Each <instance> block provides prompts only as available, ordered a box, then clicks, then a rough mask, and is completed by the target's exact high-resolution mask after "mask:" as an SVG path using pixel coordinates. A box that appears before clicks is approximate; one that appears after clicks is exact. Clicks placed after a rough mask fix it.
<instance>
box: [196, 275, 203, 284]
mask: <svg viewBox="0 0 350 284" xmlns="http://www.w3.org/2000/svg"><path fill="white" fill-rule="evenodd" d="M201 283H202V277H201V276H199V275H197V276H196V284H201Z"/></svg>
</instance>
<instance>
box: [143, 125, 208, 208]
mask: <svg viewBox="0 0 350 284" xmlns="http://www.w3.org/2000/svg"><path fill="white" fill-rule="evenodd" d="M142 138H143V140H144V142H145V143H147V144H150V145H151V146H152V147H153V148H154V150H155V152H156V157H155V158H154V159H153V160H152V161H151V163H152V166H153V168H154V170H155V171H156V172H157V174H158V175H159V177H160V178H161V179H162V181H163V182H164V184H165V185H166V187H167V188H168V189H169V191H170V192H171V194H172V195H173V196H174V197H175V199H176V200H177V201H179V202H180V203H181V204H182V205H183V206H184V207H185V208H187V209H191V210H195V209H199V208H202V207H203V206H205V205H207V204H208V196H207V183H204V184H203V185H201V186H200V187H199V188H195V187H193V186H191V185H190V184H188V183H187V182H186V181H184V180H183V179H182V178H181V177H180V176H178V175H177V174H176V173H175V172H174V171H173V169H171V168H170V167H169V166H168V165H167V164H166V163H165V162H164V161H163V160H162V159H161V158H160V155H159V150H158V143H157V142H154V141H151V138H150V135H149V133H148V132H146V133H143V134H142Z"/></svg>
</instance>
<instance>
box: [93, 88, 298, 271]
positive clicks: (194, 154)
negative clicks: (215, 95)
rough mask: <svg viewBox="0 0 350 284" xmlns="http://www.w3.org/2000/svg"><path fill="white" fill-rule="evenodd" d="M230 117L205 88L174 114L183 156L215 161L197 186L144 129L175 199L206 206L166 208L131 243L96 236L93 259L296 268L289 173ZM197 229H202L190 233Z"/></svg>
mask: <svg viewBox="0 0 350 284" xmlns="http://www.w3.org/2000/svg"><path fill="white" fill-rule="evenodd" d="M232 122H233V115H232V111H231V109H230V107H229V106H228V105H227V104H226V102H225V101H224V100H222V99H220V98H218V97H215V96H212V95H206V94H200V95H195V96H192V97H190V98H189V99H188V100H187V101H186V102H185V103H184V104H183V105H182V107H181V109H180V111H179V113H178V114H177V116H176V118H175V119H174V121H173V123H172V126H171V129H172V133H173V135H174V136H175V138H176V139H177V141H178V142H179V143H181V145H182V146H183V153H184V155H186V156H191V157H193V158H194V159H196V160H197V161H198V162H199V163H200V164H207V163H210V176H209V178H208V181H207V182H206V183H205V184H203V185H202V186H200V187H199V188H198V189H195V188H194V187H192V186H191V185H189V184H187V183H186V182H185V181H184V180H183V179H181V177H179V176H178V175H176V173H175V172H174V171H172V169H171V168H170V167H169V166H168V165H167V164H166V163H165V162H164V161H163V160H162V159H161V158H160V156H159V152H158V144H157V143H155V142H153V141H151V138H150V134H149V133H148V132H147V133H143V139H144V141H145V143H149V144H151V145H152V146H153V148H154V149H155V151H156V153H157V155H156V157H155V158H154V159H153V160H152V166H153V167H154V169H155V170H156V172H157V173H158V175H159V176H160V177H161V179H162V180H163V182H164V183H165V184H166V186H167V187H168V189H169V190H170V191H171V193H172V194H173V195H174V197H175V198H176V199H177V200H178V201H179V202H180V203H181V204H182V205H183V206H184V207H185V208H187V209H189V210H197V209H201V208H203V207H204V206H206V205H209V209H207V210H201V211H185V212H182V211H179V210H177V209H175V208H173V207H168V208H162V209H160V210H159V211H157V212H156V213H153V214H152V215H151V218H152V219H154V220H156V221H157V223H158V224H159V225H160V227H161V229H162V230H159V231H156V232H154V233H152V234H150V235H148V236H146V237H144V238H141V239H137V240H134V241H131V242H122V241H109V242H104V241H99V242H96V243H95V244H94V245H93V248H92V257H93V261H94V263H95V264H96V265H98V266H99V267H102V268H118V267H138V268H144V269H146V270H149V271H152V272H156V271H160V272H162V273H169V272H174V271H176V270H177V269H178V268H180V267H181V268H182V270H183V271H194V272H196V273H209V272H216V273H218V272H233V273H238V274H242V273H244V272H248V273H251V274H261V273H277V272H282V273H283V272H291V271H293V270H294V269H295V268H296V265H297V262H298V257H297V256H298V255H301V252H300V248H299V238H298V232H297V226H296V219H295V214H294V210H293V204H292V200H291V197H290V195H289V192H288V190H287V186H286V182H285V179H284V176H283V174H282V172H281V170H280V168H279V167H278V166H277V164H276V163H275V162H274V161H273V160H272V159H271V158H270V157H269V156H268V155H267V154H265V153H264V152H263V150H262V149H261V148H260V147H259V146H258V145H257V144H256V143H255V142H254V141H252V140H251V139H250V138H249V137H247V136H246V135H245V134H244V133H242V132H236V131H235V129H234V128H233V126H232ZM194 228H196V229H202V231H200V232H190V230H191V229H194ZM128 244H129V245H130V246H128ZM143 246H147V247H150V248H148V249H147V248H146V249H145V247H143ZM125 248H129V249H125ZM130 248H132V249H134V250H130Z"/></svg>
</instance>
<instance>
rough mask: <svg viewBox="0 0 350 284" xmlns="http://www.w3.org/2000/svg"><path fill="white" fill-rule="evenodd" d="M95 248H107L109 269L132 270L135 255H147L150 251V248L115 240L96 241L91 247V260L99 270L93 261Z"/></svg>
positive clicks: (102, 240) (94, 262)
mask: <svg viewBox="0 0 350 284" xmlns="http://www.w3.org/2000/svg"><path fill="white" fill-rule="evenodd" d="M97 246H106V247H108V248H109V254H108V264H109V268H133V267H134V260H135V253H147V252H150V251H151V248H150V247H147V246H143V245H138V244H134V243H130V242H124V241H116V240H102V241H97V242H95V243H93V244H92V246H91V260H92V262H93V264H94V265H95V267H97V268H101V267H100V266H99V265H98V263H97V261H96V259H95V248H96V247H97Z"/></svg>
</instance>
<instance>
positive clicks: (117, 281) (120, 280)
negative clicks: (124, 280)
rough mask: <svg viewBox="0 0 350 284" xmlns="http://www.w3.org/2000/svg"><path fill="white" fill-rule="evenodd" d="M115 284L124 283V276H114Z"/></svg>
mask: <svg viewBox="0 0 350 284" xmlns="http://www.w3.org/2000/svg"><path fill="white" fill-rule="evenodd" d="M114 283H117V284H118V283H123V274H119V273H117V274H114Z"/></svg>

- [To-do item]
For this exercise, output all the data exactly as shown above.

- [Answer section]
Each <instance> block provides prompts only as available, ordered a box, then clicks, then a rough mask, and is completed by the target's exact high-resolution mask after "mask:" as an SVG path using pixel coordinates. A box that appears before clicks is approximate; one that appears after clicks is exact. Clicks placed after a rough mask fix it.
<instance>
box: [196, 275, 203, 284]
mask: <svg viewBox="0 0 350 284" xmlns="http://www.w3.org/2000/svg"><path fill="white" fill-rule="evenodd" d="M201 283H202V277H201V276H199V275H197V276H196V284H201Z"/></svg>
</instance>
<instance>
box: [143, 125, 208, 208]
mask: <svg viewBox="0 0 350 284" xmlns="http://www.w3.org/2000/svg"><path fill="white" fill-rule="evenodd" d="M142 138H143V140H144V142H145V143H147V144H150V145H151V146H152V147H153V148H154V150H155V152H156V157H155V158H154V159H153V160H152V161H151V163H152V166H153V168H154V170H155V171H156V172H157V174H158V175H159V177H160V178H161V179H162V181H163V182H164V184H165V185H166V187H167V188H168V189H169V191H170V192H171V194H172V195H173V196H174V197H175V199H176V200H177V201H179V202H180V203H181V204H182V205H183V206H184V207H185V208H187V209H191V210H195V209H199V208H202V207H203V206H205V205H207V204H208V196H207V183H204V184H203V185H201V186H200V187H199V188H195V187H193V186H191V185H190V184H188V183H187V182H186V181H184V180H183V179H182V178H181V177H180V176H178V175H177V174H176V173H175V172H174V171H173V169H171V168H170V167H169V166H168V165H167V164H166V163H165V162H164V161H163V160H162V159H161V158H160V155H159V150H158V143H157V142H154V141H151V138H150V135H149V133H148V132H146V133H143V134H142Z"/></svg>
</instance>
<instance>
box: [93, 88, 298, 271]
positive clicks: (194, 154)
negative clicks: (215, 95)
rough mask: <svg viewBox="0 0 350 284" xmlns="http://www.w3.org/2000/svg"><path fill="white" fill-rule="evenodd" d="M230 117L205 88L174 114L183 156L215 161L197 186L144 129L175 199L206 206L166 208L131 243L96 236L93 259L296 268L289 173ZM197 229H202L190 233Z"/></svg>
mask: <svg viewBox="0 0 350 284" xmlns="http://www.w3.org/2000/svg"><path fill="white" fill-rule="evenodd" d="M232 122H233V115H232V111H231V109H230V107H229V106H228V105H227V104H226V102H225V101H224V100H222V99H220V98H218V97H215V96H212V95H206V94H200V95H195V96H192V97H190V98H189V99H188V100H187V101H186V102H185V103H184V104H183V105H182V107H181V109H180V111H179V113H178V114H177V116H176V118H175V119H174V121H173V123H172V126H171V129H172V133H173V135H174V136H175V138H176V139H177V141H178V142H179V143H181V145H182V146H183V153H184V155H186V156H191V157H193V158H194V159H196V160H197V161H198V162H199V163H200V164H207V163H210V176H209V178H208V181H207V182H206V183H205V184H203V185H202V186H200V187H199V188H198V189H195V188H194V187H192V186H191V185H189V184H187V183H186V182H185V181H184V180H183V179H181V177H179V176H178V175H176V173H175V172H174V171H172V169H171V168H170V167H169V166H168V165H167V164H166V163H165V162H164V161H163V160H162V159H161V158H160V156H159V152H158V144H157V143H155V142H153V141H151V138H150V134H149V133H148V132H147V133H143V139H144V141H145V143H149V144H151V145H152V146H153V148H154V149H155V151H156V153H157V155H156V157H155V158H154V159H153V160H152V166H153V167H154V169H155V170H156V172H157V173H158V175H159V176H160V177H161V179H162V180H163V182H164V183H165V184H166V186H167V187H168V189H169V190H170V191H171V193H172V194H173V195H174V197H175V198H176V199H177V200H178V201H179V202H180V203H181V204H182V205H183V206H184V207H185V208H187V209H189V210H197V209H201V208H203V207H204V206H206V205H209V209H207V210H201V211H185V212H182V211H179V210H177V209H175V208H173V207H168V208H162V209H160V210H159V211H157V212H156V213H153V214H152V215H151V218H152V219H154V220H156V221H157V223H158V224H159V225H160V227H161V229H162V230H159V231H156V232H154V233H152V234H150V235H148V236H146V237H144V238H141V239H137V240H134V241H131V242H122V241H109V242H104V241H99V242H96V243H95V244H94V245H93V248H92V257H93V261H94V263H95V264H96V265H98V266H99V267H102V268H118V267H138V268H144V269H146V270H149V271H152V272H156V271H160V272H162V273H169V272H174V271H176V270H177V269H178V268H180V267H181V268H182V270H183V271H194V272H196V273H209V272H216V273H218V272H233V273H238V274H242V273H244V272H248V273H251V274H261V273H277V272H282V273H283V272H291V271H293V270H294V269H295V268H296V265H297V262H298V257H297V256H298V255H301V252H300V248H299V238H298V232H297V226H296V219H295V214H294V210H293V204H292V200H291V197H290V195H289V192H288V190H287V186H286V182H285V179H284V176H283V174H282V172H281V170H280V168H279V167H278V166H277V164H276V163H275V162H274V161H273V160H272V159H271V158H270V157H269V156H268V155H267V154H265V153H264V152H263V150H262V149H261V148H260V147H259V146H258V145H257V144H256V143H255V142H254V141H252V140H251V139H250V138H249V137H247V136H246V135H245V134H244V133H242V132H236V131H235V129H234V128H233V126H232ZM194 228H196V229H202V231H200V232H190V230H191V229H194ZM128 244H129V245H130V246H128ZM143 246H147V247H150V248H148V249H147V248H146V249H145V247H143ZM125 248H129V249H125ZM130 248H132V249H134V250H130Z"/></svg>
</instance>
<instance>
rough mask: <svg viewBox="0 0 350 284" xmlns="http://www.w3.org/2000/svg"><path fill="white" fill-rule="evenodd" d="M95 248H107L109 269L132 270L135 255H147L150 251V248L115 240L96 241L91 247V260L99 270L93 261Z"/></svg>
positive clicks: (102, 240) (94, 262)
mask: <svg viewBox="0 0 350 284" xmlns="http://www.w3.org/2000/svg"><path fill="white" fill-rule="evenodd" d="M97 246H106V247H108V248H109V254H108V264H109V268H133V267H134V260H135V253H147V252H150V251H151V248H150V247H147V246H143V245H138V244H134V243H130V242H124V241H116V240H102V241H97V242H95V243H93V244H92V246H91V260H92V262H93V264H94V265H95V267H97V268H101V267H100V266H99V265H98V263H97V261H96V259H95V248H96V247H97Z"/></svg>
</instance>
<instance>
positive clicks: (117, 281) (120, 280)
negative clicks: (124, 280)
rough mask: <svg viewBox="0 0 350 284" xmlns="http://www.w3.org/2000/svg"><path fill="white" fill-rule="evenodd" d="M115 284L124 283V276H114Z"/></svg>
mask: <svg viewBox="0 0 350 284" xmlns="http://www.w3.org/2000/svg"><path fill="white" fill-rule="evenodd" d="M114 283H117V284H118V283H123V274H119V273H117V274H114Z"/></svg>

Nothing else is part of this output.